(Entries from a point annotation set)
»»

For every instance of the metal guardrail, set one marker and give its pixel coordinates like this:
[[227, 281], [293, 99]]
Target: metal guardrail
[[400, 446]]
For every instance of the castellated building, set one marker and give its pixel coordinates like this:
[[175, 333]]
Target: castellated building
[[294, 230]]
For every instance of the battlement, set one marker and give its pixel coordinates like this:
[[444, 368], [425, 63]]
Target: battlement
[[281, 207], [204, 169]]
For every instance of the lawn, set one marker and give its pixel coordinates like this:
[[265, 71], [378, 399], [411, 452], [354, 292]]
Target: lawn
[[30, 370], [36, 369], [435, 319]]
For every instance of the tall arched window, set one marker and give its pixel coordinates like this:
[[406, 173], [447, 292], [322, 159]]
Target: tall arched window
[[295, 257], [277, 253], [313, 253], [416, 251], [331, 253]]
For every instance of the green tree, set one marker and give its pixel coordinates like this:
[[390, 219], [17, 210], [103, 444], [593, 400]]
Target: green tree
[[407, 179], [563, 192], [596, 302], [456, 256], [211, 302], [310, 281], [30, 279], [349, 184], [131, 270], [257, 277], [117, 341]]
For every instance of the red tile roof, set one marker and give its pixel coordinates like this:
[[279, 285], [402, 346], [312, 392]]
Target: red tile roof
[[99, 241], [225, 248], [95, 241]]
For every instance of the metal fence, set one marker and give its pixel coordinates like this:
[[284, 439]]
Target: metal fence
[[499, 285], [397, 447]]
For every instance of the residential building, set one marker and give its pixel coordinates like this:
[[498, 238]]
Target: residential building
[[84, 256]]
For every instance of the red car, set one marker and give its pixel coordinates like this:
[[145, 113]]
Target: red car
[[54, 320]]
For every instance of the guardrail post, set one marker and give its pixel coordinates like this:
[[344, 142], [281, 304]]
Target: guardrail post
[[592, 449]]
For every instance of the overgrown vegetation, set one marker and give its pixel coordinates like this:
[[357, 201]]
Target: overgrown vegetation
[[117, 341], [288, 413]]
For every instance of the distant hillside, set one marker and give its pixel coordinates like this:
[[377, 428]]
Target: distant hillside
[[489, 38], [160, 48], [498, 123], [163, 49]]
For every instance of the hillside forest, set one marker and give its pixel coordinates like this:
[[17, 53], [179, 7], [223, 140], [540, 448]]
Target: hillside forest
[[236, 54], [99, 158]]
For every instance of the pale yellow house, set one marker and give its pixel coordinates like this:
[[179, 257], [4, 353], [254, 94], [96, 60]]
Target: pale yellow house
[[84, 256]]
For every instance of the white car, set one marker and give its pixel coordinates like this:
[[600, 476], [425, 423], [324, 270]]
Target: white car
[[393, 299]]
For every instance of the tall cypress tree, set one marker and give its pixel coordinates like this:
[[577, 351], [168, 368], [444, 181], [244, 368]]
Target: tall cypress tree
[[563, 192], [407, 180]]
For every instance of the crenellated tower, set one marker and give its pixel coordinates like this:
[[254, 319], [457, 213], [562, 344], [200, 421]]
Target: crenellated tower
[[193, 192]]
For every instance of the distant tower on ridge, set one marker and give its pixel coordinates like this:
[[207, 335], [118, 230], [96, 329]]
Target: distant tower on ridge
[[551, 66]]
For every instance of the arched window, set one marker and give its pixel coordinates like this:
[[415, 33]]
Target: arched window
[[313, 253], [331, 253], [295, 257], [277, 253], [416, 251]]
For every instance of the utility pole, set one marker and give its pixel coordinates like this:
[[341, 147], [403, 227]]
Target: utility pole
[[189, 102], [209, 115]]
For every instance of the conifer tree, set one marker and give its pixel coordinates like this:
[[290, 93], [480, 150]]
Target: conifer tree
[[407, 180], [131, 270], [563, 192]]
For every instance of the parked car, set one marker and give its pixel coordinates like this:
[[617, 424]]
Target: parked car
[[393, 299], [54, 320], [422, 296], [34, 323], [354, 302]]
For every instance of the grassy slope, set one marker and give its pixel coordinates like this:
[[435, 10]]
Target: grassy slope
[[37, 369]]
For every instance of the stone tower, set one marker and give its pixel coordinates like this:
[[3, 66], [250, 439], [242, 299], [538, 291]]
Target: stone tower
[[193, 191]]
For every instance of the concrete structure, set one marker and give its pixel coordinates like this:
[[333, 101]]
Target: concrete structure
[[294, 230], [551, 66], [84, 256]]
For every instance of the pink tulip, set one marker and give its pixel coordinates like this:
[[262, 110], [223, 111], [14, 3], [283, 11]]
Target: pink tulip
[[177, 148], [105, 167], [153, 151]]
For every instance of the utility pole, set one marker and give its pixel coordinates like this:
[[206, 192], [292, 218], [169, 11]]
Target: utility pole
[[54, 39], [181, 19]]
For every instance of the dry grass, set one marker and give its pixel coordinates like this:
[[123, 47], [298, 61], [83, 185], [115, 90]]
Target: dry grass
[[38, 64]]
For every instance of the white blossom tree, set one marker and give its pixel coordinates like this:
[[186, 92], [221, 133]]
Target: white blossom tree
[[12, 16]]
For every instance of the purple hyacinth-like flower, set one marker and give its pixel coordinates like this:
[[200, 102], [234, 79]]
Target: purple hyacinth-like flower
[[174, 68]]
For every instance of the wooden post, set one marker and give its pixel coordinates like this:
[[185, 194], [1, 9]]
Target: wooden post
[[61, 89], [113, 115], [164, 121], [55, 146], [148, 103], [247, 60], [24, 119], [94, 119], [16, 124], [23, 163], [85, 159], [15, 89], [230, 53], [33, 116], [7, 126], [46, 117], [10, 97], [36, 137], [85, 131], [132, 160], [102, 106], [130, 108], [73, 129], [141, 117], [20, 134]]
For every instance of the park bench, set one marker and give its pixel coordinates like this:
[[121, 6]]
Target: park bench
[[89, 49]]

««

Reproduce only the part of the records that opens with the line containing "For every instance of the tall arched" and closes with the line containing "[[592, 449]]", keeping every line, requests included. Increase each coordinate in the answers by 123, and leave the requests and their sample coordinates as they are.

Full output:
For every instance of the tall arched window, set one marker and give its pixel coordinates like this:
[[406, 173], [447, 292], [322, 159]]
Target: tall arched window
[[418, 380], [400, 376], [436, 376], [539, 374], [454, 376]]
For every instance of the green tree, set one marker and give its pixel coordinates like this:
[[390, 219], [17, 210], [103, 444], [593, 400]]
Target: green tree
[[530, 302], [686, 315], [719, 425], [579, 379], [334, 425], [433, 404], [153, 402], [472, 307], [254, 393], [380, 400], [240, 464]]
For every instance of the red tile roof, set one marker and give its pixel coordinates like this:
[[279, 285], [402, 346], [312, 392]]
Target: red tile roof
[[222, 364], [348, 371], [218, 364]]
For every instance of the metal fence, set one marker and give its pixel coordinates like this:
[[284, 439]]
Target: metal fence
[[622, 408], [520, 570]]
For every instance of the residential building, set one marker and give its pixel coordinates like this:
[[498, 238]]
Target: residential building
[[207, 379]]
For every instance of the red car, set one marker and give its pixel coordinates like this:
[[145, 113]]
Target: red car
[[177, 443]]
For every instance of the guardrail post, set one marker and give its pixel coordinates like this:
[[344, 142], [281, 304]]
Target: guardrail post
[[715, 572]]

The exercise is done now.